_Provided material_
........

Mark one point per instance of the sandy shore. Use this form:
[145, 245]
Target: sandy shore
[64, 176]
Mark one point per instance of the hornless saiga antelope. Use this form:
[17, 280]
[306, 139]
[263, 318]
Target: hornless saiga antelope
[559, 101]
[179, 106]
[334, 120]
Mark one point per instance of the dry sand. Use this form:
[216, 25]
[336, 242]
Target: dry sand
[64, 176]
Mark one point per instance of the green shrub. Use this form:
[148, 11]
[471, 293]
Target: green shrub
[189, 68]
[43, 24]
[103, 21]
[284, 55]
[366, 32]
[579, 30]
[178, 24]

........

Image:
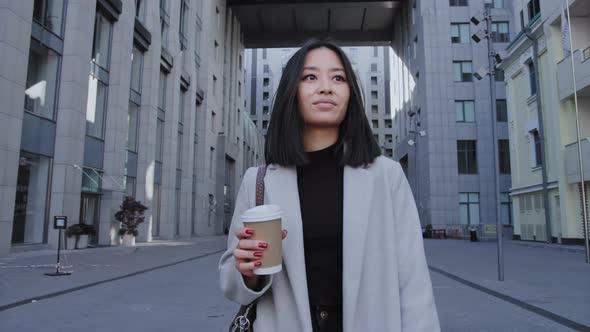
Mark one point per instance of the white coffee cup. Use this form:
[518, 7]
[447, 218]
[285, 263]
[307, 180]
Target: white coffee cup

........

_What to produce_
Pull out every line in the rows above that contains the word "sandy", copying each one in full.

_Correct answer_
Mark one point per instance of the sandy shore. Use this form:
Target: sandy shore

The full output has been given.